Your instructions:
Rewrite the lines of the listing as a JSON list of strings, one string per line and no blank lines, beginning with the line that contains "tag=green armchair cushion | get_box" and ending with the line that contains "[950,473,1003,519]".

Records from a dataset:
------------------------------------------------------------------------

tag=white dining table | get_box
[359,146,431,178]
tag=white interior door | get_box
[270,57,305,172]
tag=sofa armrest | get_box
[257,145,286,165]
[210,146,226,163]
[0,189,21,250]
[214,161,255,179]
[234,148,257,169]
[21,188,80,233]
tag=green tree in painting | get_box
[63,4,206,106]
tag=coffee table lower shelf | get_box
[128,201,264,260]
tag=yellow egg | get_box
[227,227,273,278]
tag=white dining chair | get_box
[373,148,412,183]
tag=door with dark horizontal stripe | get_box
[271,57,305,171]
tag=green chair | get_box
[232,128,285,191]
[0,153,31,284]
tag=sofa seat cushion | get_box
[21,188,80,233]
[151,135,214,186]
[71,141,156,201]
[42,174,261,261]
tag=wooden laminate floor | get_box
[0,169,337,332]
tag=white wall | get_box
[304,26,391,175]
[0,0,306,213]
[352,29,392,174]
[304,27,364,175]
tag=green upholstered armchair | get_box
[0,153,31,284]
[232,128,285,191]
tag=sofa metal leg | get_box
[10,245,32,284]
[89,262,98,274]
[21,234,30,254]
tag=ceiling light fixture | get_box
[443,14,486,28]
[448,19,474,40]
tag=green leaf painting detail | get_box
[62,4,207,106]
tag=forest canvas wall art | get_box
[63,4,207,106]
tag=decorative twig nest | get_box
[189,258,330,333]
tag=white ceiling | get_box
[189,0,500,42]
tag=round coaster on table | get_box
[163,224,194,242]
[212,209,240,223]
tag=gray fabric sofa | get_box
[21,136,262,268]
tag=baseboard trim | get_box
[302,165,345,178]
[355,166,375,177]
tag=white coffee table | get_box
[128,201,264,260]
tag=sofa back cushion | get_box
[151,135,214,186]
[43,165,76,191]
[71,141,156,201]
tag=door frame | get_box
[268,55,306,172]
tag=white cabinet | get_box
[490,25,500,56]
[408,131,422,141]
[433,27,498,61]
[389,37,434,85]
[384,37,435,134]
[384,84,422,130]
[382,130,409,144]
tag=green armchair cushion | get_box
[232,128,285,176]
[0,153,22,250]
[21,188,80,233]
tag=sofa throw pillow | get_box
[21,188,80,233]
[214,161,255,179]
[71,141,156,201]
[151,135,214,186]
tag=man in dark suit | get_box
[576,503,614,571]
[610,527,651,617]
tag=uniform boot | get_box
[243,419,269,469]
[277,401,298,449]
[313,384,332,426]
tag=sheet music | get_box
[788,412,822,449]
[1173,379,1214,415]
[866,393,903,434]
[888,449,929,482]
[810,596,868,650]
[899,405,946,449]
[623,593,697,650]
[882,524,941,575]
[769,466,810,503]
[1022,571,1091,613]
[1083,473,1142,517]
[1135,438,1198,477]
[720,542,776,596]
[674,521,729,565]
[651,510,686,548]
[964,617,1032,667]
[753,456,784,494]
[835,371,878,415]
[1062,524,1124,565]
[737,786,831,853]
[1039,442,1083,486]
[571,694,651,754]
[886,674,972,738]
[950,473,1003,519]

------------------------------------------------------------------------

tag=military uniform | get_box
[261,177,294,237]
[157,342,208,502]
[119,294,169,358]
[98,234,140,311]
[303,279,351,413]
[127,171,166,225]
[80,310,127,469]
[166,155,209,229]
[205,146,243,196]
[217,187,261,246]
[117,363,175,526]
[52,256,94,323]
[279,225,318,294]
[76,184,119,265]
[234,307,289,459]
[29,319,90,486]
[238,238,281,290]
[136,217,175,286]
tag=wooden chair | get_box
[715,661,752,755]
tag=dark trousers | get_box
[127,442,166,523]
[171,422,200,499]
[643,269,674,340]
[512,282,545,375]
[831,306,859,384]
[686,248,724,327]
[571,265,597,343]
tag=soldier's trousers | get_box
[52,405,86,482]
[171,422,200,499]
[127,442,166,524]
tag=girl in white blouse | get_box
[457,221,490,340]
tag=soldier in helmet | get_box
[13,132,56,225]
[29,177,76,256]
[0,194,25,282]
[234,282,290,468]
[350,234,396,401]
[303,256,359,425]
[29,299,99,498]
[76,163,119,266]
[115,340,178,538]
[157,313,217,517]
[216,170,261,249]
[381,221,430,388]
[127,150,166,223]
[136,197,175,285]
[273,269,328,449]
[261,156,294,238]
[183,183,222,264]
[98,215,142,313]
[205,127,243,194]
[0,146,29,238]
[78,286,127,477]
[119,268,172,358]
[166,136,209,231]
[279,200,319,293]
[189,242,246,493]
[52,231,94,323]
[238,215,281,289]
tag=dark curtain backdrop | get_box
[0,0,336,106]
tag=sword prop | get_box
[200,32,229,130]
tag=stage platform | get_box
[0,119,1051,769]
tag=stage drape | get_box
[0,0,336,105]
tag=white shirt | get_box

------------------------------------------------------------------------

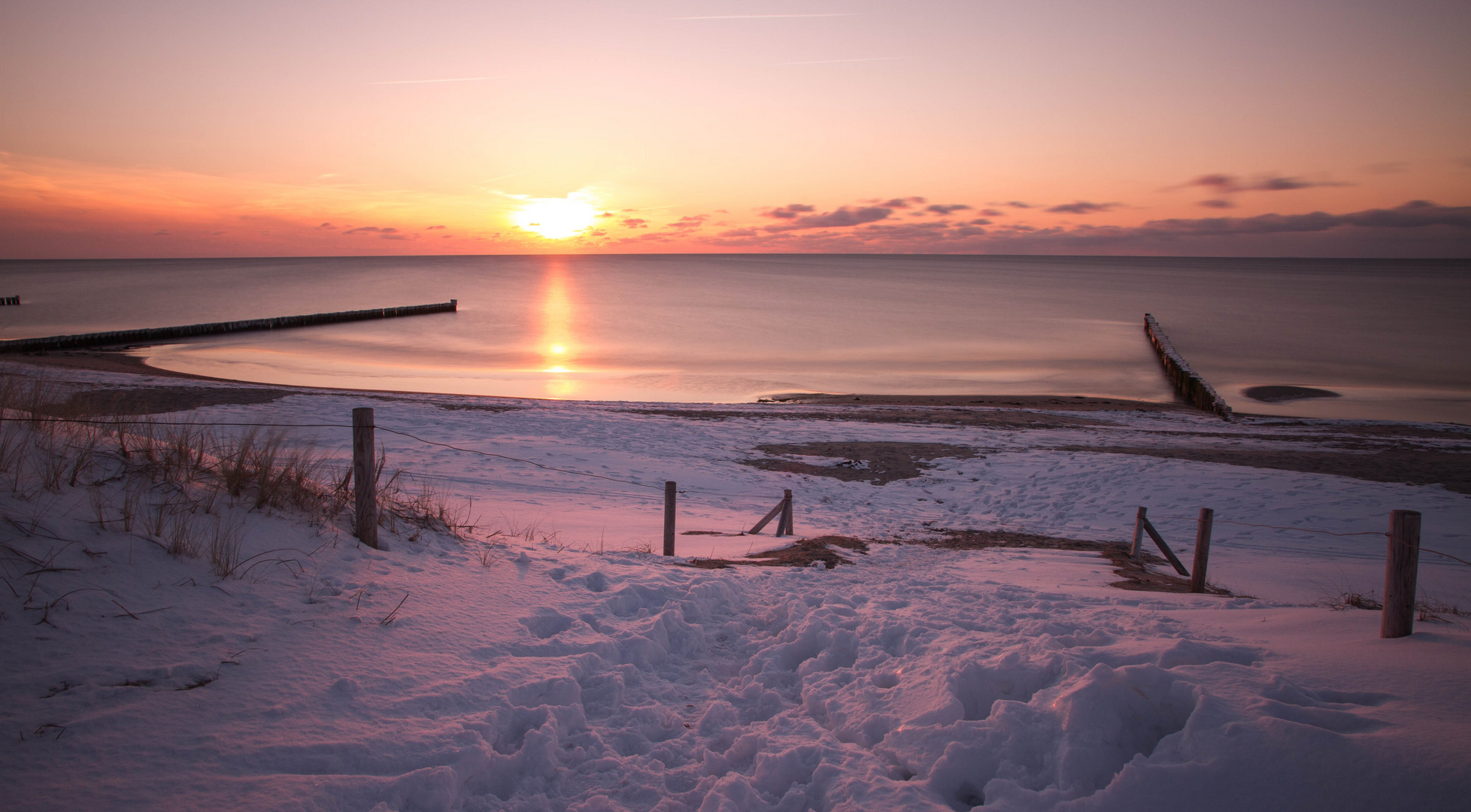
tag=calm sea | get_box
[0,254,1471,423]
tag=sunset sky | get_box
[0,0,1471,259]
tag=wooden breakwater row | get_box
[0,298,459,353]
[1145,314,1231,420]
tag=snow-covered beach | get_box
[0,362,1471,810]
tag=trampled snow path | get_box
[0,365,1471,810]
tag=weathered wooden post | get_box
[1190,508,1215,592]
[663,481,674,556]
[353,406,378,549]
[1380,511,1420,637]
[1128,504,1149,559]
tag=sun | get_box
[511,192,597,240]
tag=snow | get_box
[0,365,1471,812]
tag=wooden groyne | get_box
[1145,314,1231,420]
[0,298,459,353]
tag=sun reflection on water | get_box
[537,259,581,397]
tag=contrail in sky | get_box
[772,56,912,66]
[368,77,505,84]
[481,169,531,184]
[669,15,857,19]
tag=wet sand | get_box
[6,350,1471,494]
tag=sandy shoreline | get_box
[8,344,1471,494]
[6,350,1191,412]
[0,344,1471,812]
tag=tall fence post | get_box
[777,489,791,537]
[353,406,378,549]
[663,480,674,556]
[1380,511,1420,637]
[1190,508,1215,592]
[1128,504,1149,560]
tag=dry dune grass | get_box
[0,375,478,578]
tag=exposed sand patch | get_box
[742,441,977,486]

------------------------------------------------------------------------

Response to this task:
[
  "tag=green armchair cushion | get_box",
  "[232,128,285,176]",
  "[0,153,22,250]",
  "[21,188,80,233]",
  "tag=sofa throw pillow | get_box",
  "[21,188,80,233]",
  "[214,161,255,179]",
  "[71,141,156,201]",
  "[151,135,214,186]",
  "tag=man in dark suit | get_box",
  "[576,503,614,571]",
  "[610,527,651,617]",
  "tag=uniform boot | get_box",
  "[243,419,269,469]",
  "[277,401,298,449]",
  "[313,384,332,426]",
  "tag=sheet music | get_box",
  "[788,412,822,449]",
  "[1173,379,1214,415]",
  "[866,393,903,434]",
  "[888,449,929,482]",
  "[810,596,868,650]",
  "[899,405,946,449]",
  "[623,593,697,650]",
  "[882,524,941,575]",
  "[769,466,810,503]",
  "[1022,571,1091,613]",
  "[1083,473,1142,517]",
  "[1135,438,1198,477]",
  "[720,542,776,596]",
  "[674,521,729,565]",
  "[651,510,686,548]",
  "[964,617,1032,667]",
  "[753,456,784,494]",
  "[835,371,878,415]",
  "[1062,524,1124,565]",
  "[737,786,831,853]",
  "[1039,442,1083,486]",
  "[571,694,651,754]",
  "[886,674,972,738]",
  "[950,473,1003,519]"
]